>> begin RECORD EXCERPTS
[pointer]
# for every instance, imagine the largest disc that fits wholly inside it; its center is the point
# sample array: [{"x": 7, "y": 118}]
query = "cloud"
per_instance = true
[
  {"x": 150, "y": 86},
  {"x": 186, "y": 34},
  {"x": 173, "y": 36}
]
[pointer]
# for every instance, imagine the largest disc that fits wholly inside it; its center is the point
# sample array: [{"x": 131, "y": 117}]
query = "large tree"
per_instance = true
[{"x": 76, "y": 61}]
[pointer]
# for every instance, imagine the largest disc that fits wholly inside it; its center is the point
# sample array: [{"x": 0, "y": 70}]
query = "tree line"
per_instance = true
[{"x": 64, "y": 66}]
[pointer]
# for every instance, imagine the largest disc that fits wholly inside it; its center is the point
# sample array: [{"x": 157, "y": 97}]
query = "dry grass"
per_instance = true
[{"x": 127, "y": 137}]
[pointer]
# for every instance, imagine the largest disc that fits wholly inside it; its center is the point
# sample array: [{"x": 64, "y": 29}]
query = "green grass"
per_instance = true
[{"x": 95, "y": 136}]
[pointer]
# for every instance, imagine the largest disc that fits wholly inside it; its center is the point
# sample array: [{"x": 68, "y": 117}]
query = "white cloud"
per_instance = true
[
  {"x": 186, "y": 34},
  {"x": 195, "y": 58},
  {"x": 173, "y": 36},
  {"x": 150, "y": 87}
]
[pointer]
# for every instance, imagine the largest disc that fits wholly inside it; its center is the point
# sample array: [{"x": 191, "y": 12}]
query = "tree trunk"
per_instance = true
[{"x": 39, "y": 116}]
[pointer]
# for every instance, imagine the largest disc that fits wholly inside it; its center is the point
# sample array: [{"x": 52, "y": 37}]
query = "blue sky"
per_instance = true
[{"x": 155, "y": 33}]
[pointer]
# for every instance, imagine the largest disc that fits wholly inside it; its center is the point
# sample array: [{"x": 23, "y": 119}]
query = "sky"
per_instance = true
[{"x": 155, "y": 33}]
>> end RECORD EXCERPTS
>> begin RECORD EXCERPTS
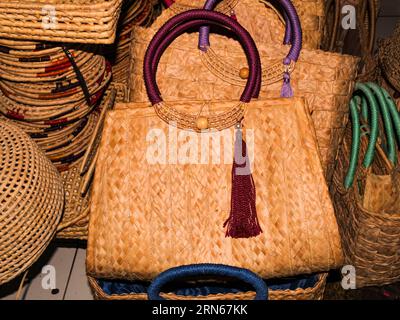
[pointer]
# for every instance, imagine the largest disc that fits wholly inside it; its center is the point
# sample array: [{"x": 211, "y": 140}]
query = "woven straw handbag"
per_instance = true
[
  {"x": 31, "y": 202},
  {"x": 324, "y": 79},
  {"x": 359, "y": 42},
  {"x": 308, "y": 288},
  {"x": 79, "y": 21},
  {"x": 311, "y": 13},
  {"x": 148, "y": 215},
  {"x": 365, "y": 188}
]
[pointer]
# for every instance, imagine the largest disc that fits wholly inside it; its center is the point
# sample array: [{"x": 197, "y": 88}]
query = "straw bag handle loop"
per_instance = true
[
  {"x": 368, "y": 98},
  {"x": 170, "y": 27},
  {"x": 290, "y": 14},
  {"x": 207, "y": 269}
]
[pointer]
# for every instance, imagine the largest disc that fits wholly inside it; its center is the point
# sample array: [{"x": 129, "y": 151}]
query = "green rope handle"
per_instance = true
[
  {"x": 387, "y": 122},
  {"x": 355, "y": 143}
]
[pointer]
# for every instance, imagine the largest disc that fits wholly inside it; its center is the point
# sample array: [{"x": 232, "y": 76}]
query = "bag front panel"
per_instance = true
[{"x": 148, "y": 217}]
>> end RECORD EXCERPTS
**EXERCISE BRIEF**
From the items above, pull out every line that contains the string "handle" and copy each line in full.

**EXERCISE SOLUTION**
query = "straw bag handle loop"
query = "green rope handle"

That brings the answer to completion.